-- Given passage follows --
A Chinese food blogger who sparked fury after cooking and eating an endangered great white shark in a TikTok video has been slapped with a hefty fine by Chinese authorities.
In a statement on Saturday, officials in the city of Nanchong said they had fined a woman named as Jin 125,000 yuan ($18,522) for illegally buying and eating a wild animal.
The woman—who officials said was known on social media by her username Tizi—had bought the shark for 7,700 yuan ($1,141) on Alibaba-owned shopping site Taobao, authorities said, before filming herself cooking the 2-meter-long predator in a spicy broth and eating its meat.
“It may look vicious, but its meat is truly very tender,” Tizi, who has millions of followers, said in the video, which went viral on social media platforms Douyin—the Chinese version of TikTok—and Kuaishou.
She was then filmed tearing chunks of the shark’s flesh off of its carcass with her teeth.
Officials said on Saturday that they began investigating claims made against the influencer in August, identifying the fish used in her video as a great white shark via DNA testing leftover tissues.
-- Given passage concluded --
-- Information shown follows --
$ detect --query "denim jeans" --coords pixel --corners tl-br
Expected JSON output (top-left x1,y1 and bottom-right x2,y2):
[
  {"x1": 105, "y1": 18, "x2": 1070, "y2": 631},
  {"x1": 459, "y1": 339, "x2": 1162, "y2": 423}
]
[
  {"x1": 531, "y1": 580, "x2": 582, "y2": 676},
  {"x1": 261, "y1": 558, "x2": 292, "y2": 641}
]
-- Information shown concluded --
■ Tasks to carry out:
1. In the news story about the shark-eating blogger, how much did officials in Nanchong fine the woman?
2. Please quote the news story about the shark-eating blogger from "A Chinese food" up to and including "eating its meat.".
The records have nothing to do with this work.

■ Responses by item number:
1. 125,000 yuan ($18,522).

2.
A Chinese food blogger who sparked fury after cooking and eating an endangered great white shark in a TikTok video has been slapped with a hefty fine by Chinese authorities.
In a statement on Saturday, officials in the city of Nanchong said they had fined a woman named as Jin 125,000 yuan ($18,522) for illegally buying and eating a wild animal.
The woman—who officials said was known on social media by her username Tizi—had bought the shark for 7,700 yuan ($1,141) on Alibaba-owned shopping site Taobao, authorities said, before filming herself cooking the 2-meter-long predator in a spicy broth and eating its meat.